Prendiamo il discorso più alla larga.
Il mondo islamico conta più di un quinto della popolazione mondiale, ha un potenziale militare fra i maggiori del mondo, pesa per circa il 9% della finanza mondiale ed ha in pugno la maggior parte delle risorse petrolifere. Ma, essendo frammentato in una trentina di stati, pesa pochissimo nella scena internazionale: non ha un solo membro permanente del Consiglio di Sicurezza o nel G8, conta pochissimo nelle istituzioni finanziarie come nelle alleanze militari ed anche nel G20, ha una presenza del tutto marginale.
Le diverse leadership nazionali hanno collezionato una serie di brucianti sconfitte dal 1948 in poi (si pensi alle ripetute sconfitte degli arabi nelle guerre con Israele, alle batoste inflitte dall’India al Pakistan e da ultimo alle invasioni americane dell’Iraq e dell’Afghanistan, alla secessione del Sud Sudan, alla dissoluzione dello stato somalo), inoltre hanno fallito tutti i disegni di riunificazione (dall’operazione repubblica araba unita ai tentativi di dare qualche concreto potere alla Lega Islamica o alla Lega panaraba).
I regimi militar-repubblicani (Algeria, Libia, Yemen, Egitto, Siria, Iraq, Sudan) hanno fallito tutti i loro programmi di modernizzazione ed oggi sono quelli investiti in prima linea dalle rivolte popolari. Le monarchie classiche (Marocco, Giordania, Arabia Saudita, Kwait, Emirati, Quatar) resistono meglio da questo punto di vista, ma sono socialmente immoti e politicamente incapaci di uscire dal regime di sudditanza rispetto agli Usa.
Più complesso ma non più consolante è il quadro dei paesi islamici non arabi: la Turchia è sicuramente quello economicamente più dinamico, ma è attraversato da un conflitto fra neo islamismo e laicismo di stato (garantito dall’esercito), dalle tendenze centrifughe delle minoranze nazionali e dalle rivolte giovanili e popolari. L’Indonesia è l’altro gigante economico dell’area, ma ha anche essa antiche questioni irrisolte (come Timor est) e fermenti interni non trascurabili. L’Iran è forse il paese che, nonostante le tensioni interne, è quello che forse ha ottenuto i maggiori successi politici.
Il mondo islamico è coinvolto nell’80% dei conflitti armati attualmente in corso ed ha sviluppato un forte antagonismo nei confronti degli altri paesi espressione di diversi modelli di civiltà. Infine, soprattutto nel mondo arabo, c’è una diffusa consapevolezza di stare attraversando una stagione straordinaria grazie alle risorse petrolifere, ma che questo momento magico non durerà ancora a lungo e quando il petrolio sarà esaurito, il mondo islamico avrà perso la sua grande occasione, se non si sarà costituito prima in grande potenza mondiale.

◆ **Compito assegnato 1**
Trascrivi senza alcuna modifica le voci riportate qui sotto, dalla loro prima riga fino alla riga con "xmin=694 ymin=590 xmax=899 ymax=624", inclusa quest'ultima.

◆ **Voci**

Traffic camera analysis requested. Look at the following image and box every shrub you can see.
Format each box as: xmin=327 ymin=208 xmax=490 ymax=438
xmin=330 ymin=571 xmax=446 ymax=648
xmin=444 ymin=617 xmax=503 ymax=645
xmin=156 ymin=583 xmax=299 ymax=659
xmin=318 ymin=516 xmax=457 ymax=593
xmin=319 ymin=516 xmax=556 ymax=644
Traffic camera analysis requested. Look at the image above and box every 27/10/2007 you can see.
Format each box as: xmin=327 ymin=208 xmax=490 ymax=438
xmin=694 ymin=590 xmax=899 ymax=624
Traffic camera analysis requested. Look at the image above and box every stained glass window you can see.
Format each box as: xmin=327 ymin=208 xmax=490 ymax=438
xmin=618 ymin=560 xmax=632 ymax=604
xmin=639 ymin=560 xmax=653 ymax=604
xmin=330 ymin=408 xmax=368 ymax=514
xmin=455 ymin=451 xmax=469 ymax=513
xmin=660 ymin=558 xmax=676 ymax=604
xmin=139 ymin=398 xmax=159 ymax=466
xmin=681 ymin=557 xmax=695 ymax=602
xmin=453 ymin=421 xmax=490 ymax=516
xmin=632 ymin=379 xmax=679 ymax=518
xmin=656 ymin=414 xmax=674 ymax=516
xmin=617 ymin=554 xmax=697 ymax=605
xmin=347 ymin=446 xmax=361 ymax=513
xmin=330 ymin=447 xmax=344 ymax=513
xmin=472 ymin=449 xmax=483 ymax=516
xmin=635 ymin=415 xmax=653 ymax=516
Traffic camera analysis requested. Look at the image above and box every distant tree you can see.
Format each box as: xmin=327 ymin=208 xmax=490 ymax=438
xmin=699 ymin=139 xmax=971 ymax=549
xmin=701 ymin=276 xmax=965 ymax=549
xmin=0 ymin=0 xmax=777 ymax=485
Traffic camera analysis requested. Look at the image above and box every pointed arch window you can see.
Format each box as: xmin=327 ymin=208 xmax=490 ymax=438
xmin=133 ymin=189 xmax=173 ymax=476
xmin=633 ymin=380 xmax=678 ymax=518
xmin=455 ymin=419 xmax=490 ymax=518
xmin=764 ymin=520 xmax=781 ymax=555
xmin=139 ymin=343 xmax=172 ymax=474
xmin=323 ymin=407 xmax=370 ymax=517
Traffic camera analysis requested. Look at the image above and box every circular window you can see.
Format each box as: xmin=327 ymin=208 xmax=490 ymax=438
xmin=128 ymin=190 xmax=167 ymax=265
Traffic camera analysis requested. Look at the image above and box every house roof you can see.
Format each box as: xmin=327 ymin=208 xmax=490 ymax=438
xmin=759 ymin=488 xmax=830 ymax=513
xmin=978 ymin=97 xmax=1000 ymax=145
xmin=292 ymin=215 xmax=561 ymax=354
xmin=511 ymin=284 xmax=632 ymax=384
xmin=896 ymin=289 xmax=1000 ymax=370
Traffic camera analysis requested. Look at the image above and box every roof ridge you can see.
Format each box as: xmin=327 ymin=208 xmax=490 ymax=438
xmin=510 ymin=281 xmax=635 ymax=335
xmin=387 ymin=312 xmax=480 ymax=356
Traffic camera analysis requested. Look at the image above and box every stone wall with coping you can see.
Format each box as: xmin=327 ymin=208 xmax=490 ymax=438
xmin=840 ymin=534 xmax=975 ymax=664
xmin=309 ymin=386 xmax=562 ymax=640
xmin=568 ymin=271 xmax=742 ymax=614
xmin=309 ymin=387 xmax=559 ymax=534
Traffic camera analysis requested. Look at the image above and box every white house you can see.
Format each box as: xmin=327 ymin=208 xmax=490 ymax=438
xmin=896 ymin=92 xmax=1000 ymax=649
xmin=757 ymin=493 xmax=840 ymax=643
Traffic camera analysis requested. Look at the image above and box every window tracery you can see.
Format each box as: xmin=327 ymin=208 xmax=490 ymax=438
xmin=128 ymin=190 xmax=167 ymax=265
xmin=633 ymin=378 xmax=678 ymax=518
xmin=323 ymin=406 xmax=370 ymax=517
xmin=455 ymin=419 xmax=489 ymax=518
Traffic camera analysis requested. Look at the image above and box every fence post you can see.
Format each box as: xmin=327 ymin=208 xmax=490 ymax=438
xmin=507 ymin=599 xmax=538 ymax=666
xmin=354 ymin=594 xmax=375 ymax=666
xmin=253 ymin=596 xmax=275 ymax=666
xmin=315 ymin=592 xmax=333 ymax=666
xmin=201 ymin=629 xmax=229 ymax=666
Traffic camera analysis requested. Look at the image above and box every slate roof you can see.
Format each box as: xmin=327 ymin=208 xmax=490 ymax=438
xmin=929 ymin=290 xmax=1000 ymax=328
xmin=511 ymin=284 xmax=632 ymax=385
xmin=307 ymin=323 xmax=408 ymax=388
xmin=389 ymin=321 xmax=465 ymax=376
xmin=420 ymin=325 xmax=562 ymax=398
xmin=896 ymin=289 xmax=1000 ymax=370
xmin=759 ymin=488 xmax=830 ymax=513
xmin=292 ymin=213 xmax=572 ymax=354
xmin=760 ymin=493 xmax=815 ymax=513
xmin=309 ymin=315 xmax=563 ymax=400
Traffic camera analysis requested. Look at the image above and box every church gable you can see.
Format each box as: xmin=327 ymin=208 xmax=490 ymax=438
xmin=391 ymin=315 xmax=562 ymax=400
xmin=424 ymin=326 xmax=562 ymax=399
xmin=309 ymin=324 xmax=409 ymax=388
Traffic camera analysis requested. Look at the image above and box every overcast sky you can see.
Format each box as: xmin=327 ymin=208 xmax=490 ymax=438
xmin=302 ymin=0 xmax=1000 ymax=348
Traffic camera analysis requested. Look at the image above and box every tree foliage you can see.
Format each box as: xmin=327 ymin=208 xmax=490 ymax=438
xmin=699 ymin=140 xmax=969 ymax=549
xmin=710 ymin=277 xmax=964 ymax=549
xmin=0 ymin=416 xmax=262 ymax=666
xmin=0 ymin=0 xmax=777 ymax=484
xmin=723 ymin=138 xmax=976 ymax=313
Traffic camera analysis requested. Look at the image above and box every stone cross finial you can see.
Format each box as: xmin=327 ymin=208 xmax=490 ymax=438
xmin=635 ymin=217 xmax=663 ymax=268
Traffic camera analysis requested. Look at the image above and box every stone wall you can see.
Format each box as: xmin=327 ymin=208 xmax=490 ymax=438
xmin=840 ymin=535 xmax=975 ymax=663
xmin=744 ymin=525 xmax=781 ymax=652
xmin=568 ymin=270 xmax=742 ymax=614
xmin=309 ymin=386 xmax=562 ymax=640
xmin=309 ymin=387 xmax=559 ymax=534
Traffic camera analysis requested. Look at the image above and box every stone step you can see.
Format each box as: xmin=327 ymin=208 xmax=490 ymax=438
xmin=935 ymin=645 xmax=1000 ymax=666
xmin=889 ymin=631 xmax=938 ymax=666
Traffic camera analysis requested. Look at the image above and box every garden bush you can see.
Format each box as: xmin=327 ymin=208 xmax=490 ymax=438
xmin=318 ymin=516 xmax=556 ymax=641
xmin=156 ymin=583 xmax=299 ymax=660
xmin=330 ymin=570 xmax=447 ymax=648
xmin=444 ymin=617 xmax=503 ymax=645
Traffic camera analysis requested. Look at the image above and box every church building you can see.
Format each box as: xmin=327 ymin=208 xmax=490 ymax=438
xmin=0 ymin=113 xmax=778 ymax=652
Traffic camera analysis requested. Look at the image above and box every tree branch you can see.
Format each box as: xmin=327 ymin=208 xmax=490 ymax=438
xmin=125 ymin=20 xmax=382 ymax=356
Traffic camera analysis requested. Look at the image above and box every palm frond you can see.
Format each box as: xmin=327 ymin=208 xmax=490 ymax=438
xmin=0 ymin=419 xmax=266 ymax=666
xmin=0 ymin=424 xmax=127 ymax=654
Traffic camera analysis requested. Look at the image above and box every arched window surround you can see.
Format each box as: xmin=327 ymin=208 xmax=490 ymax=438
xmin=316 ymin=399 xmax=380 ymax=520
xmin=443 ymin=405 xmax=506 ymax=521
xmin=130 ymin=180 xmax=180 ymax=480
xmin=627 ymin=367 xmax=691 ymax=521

◆ **Compito assegnato 2**
Restituisci, parola per parola, il passo dell'estratto sul mondo islamico che va da "I regimi militar-repubblicani" fino a "rispetto agli Usa." compreso.

◆ **Risultato del compito 1**
Traffic camera analysis requested. Look at the following image and box every shrub you can see.
Format each box as: xmin=327 ymin=208 xmax=490 ymax=438
xmin=330 ymin=571 xmax=446 ymax=648
xmin=444 ymin=617 xmax=503 ymax=645
xmin=156 ymin=583 xmax=299 ymax=659
xmin=318 ymin=516 xmax=457 ymax=593
xmin=319 ymin=516 xmax=556 ymax=644
Traffic camera analysis requested. Look at the image above and box every 27/10/2007 you can see.
Format each box as: xmin=327 ymin=208 xmax=490 ymax=438
xmin=694 ymin=590 xmax=899 ymax=624

◆ **Risultato del compito 2**
I regimi militar-repubblicani (Algeria, Libia, Yemen, Egitto, Siria, Iraq, Sudan) hanno fallito tutti i loro programmi di modernizzazione ed oggi sono quelli investiti in prima linea dalle rivolte popolari. Le monarchie classiche (Marocco, Giordania, Arabia Saudita, Kwait, Emirati, Quatar) resistono meglio da questo punto di vista, ma sono socialmente immoti e politicamente incapaci di uscire dal regime di sudditanza rispetto agli Usa.